(Beginning of Data extract)

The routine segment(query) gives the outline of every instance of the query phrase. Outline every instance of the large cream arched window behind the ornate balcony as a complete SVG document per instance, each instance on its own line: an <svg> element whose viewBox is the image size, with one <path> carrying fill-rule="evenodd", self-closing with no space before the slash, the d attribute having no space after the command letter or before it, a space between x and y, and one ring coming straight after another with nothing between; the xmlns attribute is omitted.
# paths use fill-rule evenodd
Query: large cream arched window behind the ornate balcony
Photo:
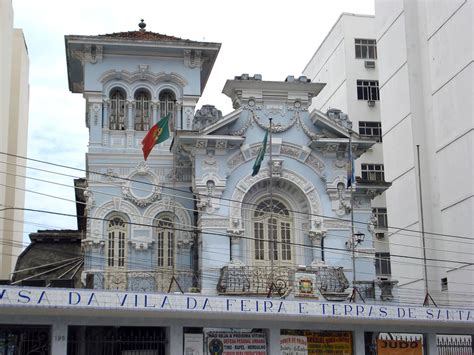
<svg viewBox="0 0 474 355"><path fill-rule="evenodd" d="M281 201L260 202L253 214L254 260L293 263L292 225L291 214Z"/></svg>

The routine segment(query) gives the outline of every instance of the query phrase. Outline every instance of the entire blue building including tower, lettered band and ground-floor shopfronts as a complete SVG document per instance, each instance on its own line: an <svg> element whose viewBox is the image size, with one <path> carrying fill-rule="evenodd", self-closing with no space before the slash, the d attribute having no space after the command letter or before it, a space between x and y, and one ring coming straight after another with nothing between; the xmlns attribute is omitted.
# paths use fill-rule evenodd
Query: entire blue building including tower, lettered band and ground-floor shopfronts
<svg viewBox="0 0 474 355"><path fill-rule="evenodd" d="M84 288L0 287L0 344L41 334L52 354L370 354L389 332L418 334L391 346L431 355L437 333L472 332L470 310L392 303L376 282L371 202L387 185L348 186L350 158L376 140L340 111L310 112L324 84L243 74L223 89L234 111L196 110L220 44L139 26L66 36L89 128ZM171 137L145 161L140 143L163 116Z"/></svg>

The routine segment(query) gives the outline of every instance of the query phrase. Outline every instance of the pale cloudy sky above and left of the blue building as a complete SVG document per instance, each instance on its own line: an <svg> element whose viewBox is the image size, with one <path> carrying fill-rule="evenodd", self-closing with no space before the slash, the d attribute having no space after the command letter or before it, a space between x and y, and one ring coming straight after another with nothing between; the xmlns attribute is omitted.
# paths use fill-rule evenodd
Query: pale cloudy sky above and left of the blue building
<svg viewBox="0 0 474 355"><path fill-rule="evenodd" d="M227 79L301 75L339 15L373 14L374 0L13 0L13 10L30 59L28 157L79 169L29 161L27 175L51 183L29 179L25 207L75 214L73 179L85 175L88 130L85 100L68 89L65 35L134 31L144 19L148 31L222 43L197 109L212 104L227 114L231 101L221 93ZM76 219L27 212L24 242L30 232L60 228L76 229Z"/></svg>

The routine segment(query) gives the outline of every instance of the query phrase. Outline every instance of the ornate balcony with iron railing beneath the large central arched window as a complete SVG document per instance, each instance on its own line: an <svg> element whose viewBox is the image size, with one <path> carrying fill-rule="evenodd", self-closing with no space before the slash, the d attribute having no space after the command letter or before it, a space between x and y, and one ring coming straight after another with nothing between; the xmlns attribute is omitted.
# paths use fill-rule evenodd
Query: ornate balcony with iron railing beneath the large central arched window
<svg viewBox="0 0 474 355"><path fill-rule="evenodd" d="M268 296L344 300L349 282L342 267L321 264L289 268L269 266L225 266L217 285L221 295Z"/></svg>

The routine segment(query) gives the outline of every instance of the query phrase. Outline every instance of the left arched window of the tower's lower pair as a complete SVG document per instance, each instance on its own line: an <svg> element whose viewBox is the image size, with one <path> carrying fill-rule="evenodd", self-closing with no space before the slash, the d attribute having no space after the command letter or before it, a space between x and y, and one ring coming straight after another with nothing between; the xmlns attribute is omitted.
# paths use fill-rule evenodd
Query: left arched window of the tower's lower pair
<svg viewBox="0 0 474 355"><path fill-rule="evenodd" d="M125 268L127 225L120 217L113 217L107 225L107 266Z"/></svg>

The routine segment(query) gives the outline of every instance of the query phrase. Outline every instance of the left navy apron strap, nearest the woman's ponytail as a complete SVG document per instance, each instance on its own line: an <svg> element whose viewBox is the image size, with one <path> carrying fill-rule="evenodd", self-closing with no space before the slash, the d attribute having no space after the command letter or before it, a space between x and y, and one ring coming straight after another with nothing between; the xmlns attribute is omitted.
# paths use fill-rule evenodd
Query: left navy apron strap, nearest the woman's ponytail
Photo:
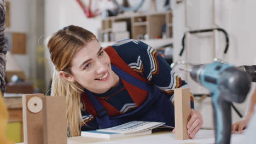
<svg viewBox="0 0 256 144"><path fill-rule="evenodd" d="M84 91L86 92L87 97L89 98L96 110L96 119L100 129L110 127L108 111L101 105L100 101L98 101L90 91L85 88Z"/></svg>

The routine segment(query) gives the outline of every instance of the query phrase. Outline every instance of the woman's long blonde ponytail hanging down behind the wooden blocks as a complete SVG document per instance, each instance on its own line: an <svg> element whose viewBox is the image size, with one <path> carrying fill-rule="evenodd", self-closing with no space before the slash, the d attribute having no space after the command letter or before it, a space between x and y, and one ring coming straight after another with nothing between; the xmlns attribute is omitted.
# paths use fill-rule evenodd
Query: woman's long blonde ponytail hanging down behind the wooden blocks
<svg viewBox="0 0 256 144"><path fill-rule="evenodd" d="M82 87L74 82L68 82L54 70L53 82L51 83L51 96L66 96L67 131L68 137L79 136L82 124L80 94Z"/></svg>

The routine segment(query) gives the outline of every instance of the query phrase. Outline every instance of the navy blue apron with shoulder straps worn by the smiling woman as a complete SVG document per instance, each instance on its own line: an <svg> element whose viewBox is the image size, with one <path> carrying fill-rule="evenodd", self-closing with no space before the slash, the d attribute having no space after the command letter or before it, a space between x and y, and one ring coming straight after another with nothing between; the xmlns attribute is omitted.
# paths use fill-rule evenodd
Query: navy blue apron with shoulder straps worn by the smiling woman
<svg viewBox="0 0 256 144"><path fill-rule="evenodd" d="M119 116L111 117L100 101L92 92L84 89L92 106L96 110L96 121L100 129L114 127L131 121L150 121L165 122L165 125L174 127L174 106L167 95L152 83L146 83L138 80L136 77L126 73L125 71L111 65L112 70L121 79L131 83L133 86L148 92L148 98L144 103L131 112L124 113Z"/></svg>

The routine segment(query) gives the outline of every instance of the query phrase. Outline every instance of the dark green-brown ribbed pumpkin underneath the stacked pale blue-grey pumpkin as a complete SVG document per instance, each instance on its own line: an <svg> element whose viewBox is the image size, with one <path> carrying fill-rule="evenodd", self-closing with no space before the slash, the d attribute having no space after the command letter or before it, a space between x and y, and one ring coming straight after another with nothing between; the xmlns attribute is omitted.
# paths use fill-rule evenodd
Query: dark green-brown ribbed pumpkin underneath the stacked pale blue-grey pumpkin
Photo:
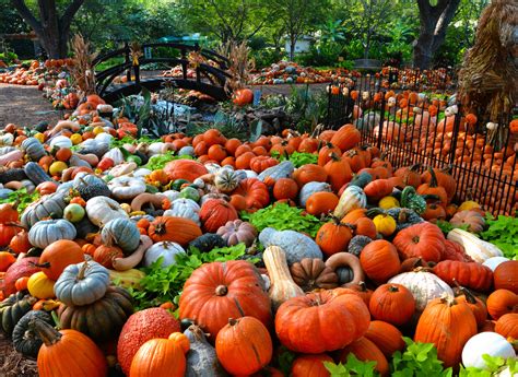
<svg viewBox="0 0 518 377"><path fill-rule="evenodd" d="M106 294L92 304L62 305L58 310L61 328L81 331L96 342L116 339L132 314L131 295L116 286L109 286Z"/></svg>

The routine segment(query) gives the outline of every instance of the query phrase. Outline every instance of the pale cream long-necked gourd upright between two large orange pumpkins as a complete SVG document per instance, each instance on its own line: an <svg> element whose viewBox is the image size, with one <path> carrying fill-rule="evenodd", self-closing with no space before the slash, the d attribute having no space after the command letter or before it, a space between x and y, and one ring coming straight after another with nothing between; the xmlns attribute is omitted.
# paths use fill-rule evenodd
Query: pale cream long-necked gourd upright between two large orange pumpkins
<svg viewBox="0 0 518 377"><path fill-rule="evenodd" d="M284 251L278 246L269 246L262 255L264 264L270 276L270 288L268 294L272 301L273 308L278 308L285 301L304 296L304 291L295 284L290 274Z"/></svg>

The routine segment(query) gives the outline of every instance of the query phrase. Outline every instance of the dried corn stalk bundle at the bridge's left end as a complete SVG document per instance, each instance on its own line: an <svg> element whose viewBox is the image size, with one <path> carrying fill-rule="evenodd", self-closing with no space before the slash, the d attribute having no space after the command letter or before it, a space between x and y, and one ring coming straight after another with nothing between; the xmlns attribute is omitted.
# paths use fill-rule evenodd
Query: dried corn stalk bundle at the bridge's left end
<svg viewBox="0 0 518 377"><path fill-rule="evenodd" d="M85 42L81 34L72 38L73 67L71 76L74 85L79 89L79 97L95 93L95 72L93 61L97 52L91 52L90 43Z"/></svg>

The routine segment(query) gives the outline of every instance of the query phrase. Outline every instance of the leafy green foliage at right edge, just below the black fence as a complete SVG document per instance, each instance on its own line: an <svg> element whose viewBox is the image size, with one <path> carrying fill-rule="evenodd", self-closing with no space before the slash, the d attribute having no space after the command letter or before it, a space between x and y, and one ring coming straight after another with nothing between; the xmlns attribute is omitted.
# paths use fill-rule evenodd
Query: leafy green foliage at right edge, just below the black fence
<svg viewBox="0 0 518 377"><path fill-rule="evenodd" d="M496 245L504 257L518 259L518 219L503 215L494 219L487 213L485 220L488 228L481 233L482 239Z"/></svg>

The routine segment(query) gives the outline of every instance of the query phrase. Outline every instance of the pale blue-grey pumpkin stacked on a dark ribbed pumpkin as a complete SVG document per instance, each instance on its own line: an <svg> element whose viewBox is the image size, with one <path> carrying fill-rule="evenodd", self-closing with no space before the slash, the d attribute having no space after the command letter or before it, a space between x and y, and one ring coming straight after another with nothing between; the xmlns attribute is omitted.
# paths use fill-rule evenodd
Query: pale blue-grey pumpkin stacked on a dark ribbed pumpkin
<svg viewBox="0 0 518 377"><path fill-rule="evenodd" d="M56 297L68 306L82 306L102 298L109 284L109 270L97 262L70 264L54 285Z"/></svg>

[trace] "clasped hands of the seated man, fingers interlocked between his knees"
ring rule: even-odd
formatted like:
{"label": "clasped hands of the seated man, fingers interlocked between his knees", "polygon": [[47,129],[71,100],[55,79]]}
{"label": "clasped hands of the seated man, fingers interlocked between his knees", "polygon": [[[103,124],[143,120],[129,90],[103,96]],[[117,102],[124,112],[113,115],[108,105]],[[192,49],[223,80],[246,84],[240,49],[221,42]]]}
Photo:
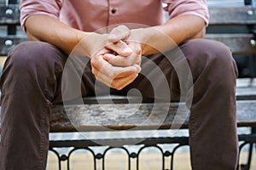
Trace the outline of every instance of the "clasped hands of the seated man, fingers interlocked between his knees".
{"label": "clasped hands of the seated man, fingers interlocked between his knees", "polygon": [[92,73],[110,88],[125,88],[141,71],[141,44],[131,40],[131,31],[126,26],[113,28],[102,44],[90,56]]}

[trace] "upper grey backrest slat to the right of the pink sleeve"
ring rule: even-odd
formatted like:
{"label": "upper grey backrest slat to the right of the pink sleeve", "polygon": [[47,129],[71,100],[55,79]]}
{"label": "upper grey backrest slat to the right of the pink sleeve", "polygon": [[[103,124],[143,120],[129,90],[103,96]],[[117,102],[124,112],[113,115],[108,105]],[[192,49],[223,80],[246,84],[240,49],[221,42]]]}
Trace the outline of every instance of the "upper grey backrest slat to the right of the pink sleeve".
{"label": "upper grey backrest slat to the right of the pink sleeve", "polygon": [[210,25],[253,25],[256,22],[252,6],[209,8]]}

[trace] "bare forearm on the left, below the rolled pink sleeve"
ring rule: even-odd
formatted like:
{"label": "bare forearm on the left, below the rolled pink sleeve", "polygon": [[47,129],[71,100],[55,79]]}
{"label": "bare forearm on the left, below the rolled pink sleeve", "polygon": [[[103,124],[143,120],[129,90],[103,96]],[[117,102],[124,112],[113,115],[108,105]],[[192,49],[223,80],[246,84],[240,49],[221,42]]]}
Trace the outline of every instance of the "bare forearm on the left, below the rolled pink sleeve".
{"label": "bare forearm on the left, below the rolled pink sleeve", "polygon": [[[84,37],[90,35],[90,32],[73,29],[44,14],[32,15],[26,20],[25,26],[30,40],[49,42],[66,54],[70,54]],[[90,54],[88,50],[84,50],[84,53]]]}

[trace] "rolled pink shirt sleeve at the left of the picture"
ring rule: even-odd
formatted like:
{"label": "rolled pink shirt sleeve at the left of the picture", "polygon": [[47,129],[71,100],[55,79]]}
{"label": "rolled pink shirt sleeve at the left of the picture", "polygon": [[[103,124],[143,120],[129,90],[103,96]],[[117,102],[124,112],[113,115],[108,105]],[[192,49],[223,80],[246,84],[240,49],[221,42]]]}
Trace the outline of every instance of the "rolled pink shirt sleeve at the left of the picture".
{"label": "rolled pink shirt sleeve at the left of the picture", "polygon": [[26,19],[33,14],[47,14],[59,19],[62,0],[20,0],[20,25],[24,29]]}

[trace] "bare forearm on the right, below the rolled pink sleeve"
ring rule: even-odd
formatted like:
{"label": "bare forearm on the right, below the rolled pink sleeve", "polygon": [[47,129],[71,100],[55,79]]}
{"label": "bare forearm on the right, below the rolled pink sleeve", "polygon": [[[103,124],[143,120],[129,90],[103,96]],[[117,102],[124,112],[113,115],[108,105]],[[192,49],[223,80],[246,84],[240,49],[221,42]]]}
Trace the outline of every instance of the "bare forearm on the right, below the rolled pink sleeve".
{"label": "bare forearm on the right, below the rolled pink sleeve", "polygon": [[175,47],[189,39],[205,35],[205,22],[195,15],[178,16],[164,25],[131,31],[142,43],[143,54],[154,54]]}

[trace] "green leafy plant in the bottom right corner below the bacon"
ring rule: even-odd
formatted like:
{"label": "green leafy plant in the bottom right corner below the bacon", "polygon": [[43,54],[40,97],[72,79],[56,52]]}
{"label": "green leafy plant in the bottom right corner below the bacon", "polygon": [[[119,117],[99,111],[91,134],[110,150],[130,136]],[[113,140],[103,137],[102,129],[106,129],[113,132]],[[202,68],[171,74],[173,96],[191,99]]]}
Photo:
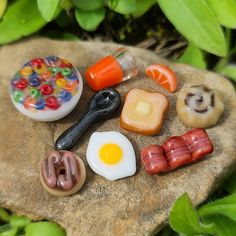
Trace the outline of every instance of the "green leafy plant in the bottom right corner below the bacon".
{"label": "green leafy plant in the bottom right corner below the bacon", "polygon": [[[227,196],[209,201],[197,210],[187,193],[174,203],[169,223],[172,230],[180,235],[234,236],[236,233],[236,171],[226,180]],[[219,190],[218,190],[219,191]],[[174,235],[169,227],[159,235]]]}

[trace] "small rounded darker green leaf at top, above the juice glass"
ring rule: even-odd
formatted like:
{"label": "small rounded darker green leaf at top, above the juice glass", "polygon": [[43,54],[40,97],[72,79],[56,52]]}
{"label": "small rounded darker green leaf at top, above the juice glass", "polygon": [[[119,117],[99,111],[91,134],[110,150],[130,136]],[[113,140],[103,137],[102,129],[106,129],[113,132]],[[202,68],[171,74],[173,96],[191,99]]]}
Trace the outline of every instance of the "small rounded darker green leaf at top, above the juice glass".
{"label": "small rounded darker green leaf at top, above the juice glass", "polygon": [[94,11],[83,11],[77,8],[75,17],[83,29],[94,31],[105,18],[105,9],[100,8]]}

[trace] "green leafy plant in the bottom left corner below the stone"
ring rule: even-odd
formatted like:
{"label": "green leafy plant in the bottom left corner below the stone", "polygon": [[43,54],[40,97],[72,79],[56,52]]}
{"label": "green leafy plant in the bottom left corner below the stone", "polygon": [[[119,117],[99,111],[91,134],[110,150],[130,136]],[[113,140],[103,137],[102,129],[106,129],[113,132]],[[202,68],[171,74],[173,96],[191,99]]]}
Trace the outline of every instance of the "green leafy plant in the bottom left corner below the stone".
{"label": "green leafy plant in the bottom left corner below the stone", "polygon": [[59,225],[41,221],[31,222],[26,216],[15,213],[10,215],[0,208],[0,236],[65,236],[65,231]]}

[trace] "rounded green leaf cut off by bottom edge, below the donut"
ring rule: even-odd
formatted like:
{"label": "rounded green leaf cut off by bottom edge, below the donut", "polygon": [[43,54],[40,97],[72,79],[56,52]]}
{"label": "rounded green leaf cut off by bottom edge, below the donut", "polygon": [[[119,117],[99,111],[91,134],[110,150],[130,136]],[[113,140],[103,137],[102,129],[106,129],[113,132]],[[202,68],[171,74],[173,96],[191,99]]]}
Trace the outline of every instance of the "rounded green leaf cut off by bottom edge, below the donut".
{"label": "rounded green leaf cut off by bottom edge, below the donut", "polygon": [[66,236],[64,229],[52,222],[30,223],[25,227],[25,236]]}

(End of Data extract)

-- Task to complete --
In the entries above, count the lines that include "brown" and write nothing but that number.

-- Solution --
2